** Exercise **
Reproduce the following material verbatim, omitting the pictures.

** Data lines **

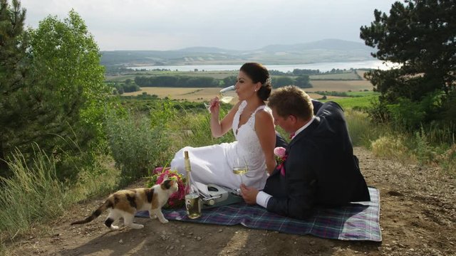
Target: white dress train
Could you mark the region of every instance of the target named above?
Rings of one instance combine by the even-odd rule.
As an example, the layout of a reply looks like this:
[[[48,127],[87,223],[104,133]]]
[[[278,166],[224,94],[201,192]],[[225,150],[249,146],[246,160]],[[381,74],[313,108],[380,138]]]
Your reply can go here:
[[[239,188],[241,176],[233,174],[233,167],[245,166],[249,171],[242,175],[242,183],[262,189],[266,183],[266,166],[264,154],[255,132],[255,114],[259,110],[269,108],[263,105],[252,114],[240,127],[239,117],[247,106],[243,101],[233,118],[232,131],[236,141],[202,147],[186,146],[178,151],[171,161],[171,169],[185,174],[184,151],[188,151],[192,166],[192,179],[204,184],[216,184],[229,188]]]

** Finished answer **
Target: white dress train
Could you mark the region of every instance of the target named above?
Rings of one instance combine by the even-odd rule.
As an example, the layout of a reply looks like this:
[[[48,127],[87,223],[104,133]]]
[[[278,166],[224,94],[201,192]],[[225,150],[249,146],[246,160]],[[381,74],[313,108],[380,138]]]
Your reply can go here:
[[[239,188],[241,176],[233,174],[233,167],[245,166],[249,171],[242,175],[242,183],[262,189],[266,183],[266,166],[264,154],[255,132],[255,114],[259,110],[269,108],[263,105],[252,114],[240,127],[239,117],[247,106],[243,101],[233,118],[232,131],[236,141],[202,147],[186,146],[178,151],[171,161],[171,169],[185,174],[184,151],[188,151],[192,166],[192,179],[204,184],[216,184],[229,188]]]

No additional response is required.